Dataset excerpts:

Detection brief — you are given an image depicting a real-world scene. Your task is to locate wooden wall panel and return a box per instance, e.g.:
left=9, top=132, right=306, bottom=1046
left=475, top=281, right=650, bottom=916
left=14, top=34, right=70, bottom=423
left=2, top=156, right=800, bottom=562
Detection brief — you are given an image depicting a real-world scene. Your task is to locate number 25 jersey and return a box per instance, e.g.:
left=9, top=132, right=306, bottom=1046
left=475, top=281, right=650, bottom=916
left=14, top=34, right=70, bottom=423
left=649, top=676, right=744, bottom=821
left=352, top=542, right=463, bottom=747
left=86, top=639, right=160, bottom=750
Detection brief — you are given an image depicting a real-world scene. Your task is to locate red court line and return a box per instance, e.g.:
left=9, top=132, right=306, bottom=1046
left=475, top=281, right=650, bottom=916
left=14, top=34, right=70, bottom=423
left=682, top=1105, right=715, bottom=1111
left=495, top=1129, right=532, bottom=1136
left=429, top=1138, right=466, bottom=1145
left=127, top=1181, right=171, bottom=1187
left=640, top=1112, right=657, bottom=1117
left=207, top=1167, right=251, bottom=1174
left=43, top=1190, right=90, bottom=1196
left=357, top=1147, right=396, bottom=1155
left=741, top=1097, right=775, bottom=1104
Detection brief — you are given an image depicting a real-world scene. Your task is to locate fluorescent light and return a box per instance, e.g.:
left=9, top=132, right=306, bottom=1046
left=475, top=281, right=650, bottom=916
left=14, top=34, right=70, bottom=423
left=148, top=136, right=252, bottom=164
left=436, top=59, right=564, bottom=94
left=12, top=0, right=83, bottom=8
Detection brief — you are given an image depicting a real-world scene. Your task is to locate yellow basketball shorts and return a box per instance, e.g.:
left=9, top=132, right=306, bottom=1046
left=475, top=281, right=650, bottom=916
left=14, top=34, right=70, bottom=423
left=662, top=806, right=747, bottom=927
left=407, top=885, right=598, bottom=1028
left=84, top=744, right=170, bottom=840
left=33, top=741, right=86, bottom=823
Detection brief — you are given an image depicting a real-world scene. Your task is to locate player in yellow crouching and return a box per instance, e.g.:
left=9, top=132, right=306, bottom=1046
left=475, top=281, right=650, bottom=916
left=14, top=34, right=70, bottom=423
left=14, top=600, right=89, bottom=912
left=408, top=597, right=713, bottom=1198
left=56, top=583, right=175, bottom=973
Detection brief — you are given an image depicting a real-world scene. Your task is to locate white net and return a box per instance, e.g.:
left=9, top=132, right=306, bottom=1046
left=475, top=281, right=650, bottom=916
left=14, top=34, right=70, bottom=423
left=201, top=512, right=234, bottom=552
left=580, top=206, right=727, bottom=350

[Work item]
Write the records out once more, word for word.

[Solution for this task]
Detection brief — you are given an image depicting a real-world scene. Your task is to locate wooden wall panel and return a box per instance, e.g.:
left=9, top=132, right=306, bottom=1046
left=475, top=281, right=650, bottom=916
left=14, top=34, right=70, bottom=423
left=2, top=156, right=800, bottom=562
Detection brief — you are given an image depicting a real-world scene. Your task is to locate number 25 jersey and return a box per instance, e.g.:
left=9, top=132, right=306, bottom=1046
left=475, top=281, right=650, bottom=916
left=14, top=34, right=70, bottom=423
left=649, top=676, right=744, bottom=821
left=352, top=542, right=463, bottom=747
left=86, top=639, right=160, bottom=750
Detection brief — you are given an image depicting a real-world scene. Your task is to locate red court line and return a box per instance, e.g.:
left=9, top=132, right=306, bottom=1046
left=475, top=281, right=650, bottom=916
left=14, top=34, right=70, bottom=423
left=682, top=1105, right=715, bottom=1111
left=495, top=1129, right=532, bottom=1136
left=429, top=1138, right=466, bottom=1145
left=127, top=1181, right=171, bottom=1187
left=640, top=1112, right=657, bottom=1117
left=207, top=1167, right=251, bottom=1174
left=43, top=1190, right=90, bottom=1196
left=357, top=1147, right=396, bottom=1155
left=741, top=1097, right=775, bottom=1104
Detection brief — you are given an image depicting a real-world scene. Your task is to locate fluorescent light and return a box per instance, e.g.:
left=9, top=132, right=306, bottom=1046
left=475, top=281, right=650, bottom=916
left=14, top=34, right=70, bottom=423
left=148, top=136, right=252, bottom=164
left=436, top=59, right=564, bottom=94
left=12, top=0, right=83, bottom=8
Detection brief — you are given an image depicting a real-world scene. Your task is to locate yellow basketball shorts and return a box per instance, e.g.:
left=9, top=132, right=306, bottom=1046
left=475, top=281, right=650, bottom=916
left=14, top=34, right=70, bottom=423
left=662, top=806, right=747, bottom=927
left=407, top=885, right=598, bottom=1028
left=84, top=744, right=170, bottom=840
left=33, top=741, right=86, bottom=823
Detection brief — you are given an image depicting a real-world scene. Your task is to locate player in yellow crouching and return a box per instance, e.g.:
left=9, top=132, right=306, bottom=1046
left=475, top=281, right=650, bottom=916
left=14, top=34, right=70, bottom=423
left=14, top=600, right=89, bottom=912
left=408, top=597, right=713, bottom=1198
left=56, top=583, right=175, bottom=973
Detection brief — you are given an image depicting a real-world scene. Your task is to locate white net and return a box per instance, e.g.:
left=9, top=132, right=306, bottom=1046
left=475, top=281, right=650, bottom=916
left=14, top=34, right=70, bottom=423
left=201, top=512, right=234, bottom=552
left=580, top=206, right=727, bottom=350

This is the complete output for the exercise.